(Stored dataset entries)
───

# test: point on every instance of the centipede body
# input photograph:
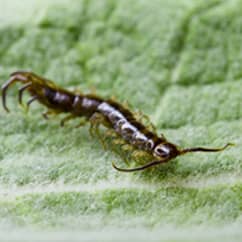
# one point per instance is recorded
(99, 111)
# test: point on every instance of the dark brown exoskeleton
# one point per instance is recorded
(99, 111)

───

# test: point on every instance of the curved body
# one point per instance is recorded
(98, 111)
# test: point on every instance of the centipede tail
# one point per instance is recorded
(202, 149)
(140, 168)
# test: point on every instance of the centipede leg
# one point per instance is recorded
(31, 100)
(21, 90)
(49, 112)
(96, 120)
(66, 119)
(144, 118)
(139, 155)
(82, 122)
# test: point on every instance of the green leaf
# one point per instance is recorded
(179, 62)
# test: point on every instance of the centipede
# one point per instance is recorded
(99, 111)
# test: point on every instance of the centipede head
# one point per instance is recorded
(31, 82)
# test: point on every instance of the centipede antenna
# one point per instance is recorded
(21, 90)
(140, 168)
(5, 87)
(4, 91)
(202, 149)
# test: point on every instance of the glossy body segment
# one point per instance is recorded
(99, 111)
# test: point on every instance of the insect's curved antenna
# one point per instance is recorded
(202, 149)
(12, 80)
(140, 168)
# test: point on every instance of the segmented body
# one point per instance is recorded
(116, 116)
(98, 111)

───

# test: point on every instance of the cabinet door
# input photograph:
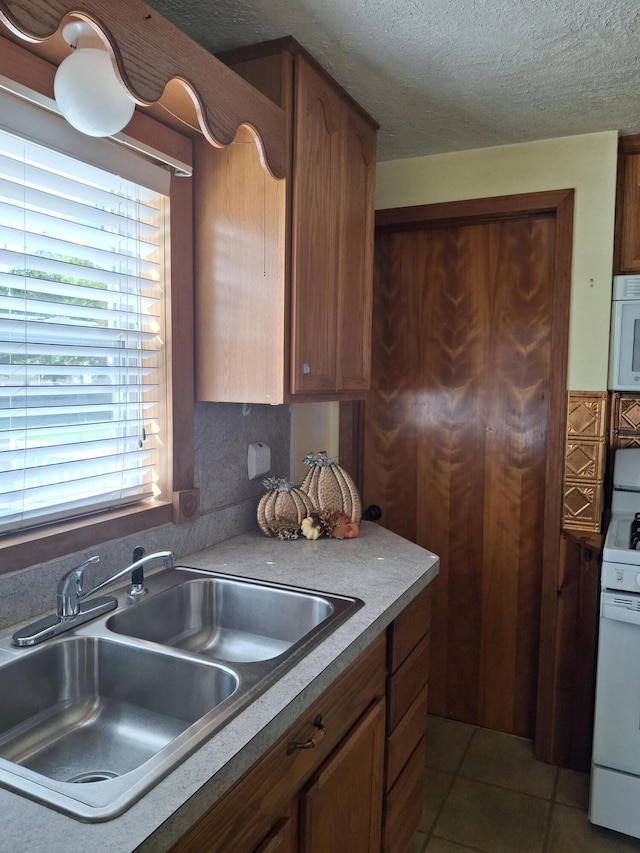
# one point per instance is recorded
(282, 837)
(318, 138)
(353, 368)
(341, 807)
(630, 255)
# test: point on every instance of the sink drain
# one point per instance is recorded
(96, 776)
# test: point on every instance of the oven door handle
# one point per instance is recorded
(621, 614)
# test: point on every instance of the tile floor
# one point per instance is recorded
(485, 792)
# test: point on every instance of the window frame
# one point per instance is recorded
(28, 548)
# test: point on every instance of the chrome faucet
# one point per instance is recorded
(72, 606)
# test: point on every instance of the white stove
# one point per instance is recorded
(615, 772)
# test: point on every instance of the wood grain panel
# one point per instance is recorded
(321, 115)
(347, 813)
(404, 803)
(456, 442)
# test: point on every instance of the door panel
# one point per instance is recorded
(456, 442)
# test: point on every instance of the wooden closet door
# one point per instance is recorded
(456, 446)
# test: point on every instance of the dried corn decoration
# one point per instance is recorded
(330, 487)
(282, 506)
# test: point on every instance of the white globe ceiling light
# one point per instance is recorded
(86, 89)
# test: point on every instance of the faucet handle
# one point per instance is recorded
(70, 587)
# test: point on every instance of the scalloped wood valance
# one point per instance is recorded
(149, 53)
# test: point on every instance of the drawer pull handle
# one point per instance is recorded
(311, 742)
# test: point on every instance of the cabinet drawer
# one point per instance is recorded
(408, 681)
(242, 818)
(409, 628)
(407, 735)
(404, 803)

───

WORK TO BE COMPLETED:
Which lines in the data above contain the string "centipede"? Gather all of them, counting only matches with the same letter case.

ANSWER TO THIS TASK:
# test: point on every instance of the centipede body
# test: point on every instance of the centipede tail
# test: point on every instance of the centipede leg
# test: point on every instance of the centipede
# test: point on every instance of the centipede head
# test: point on every instance of the centipede antenna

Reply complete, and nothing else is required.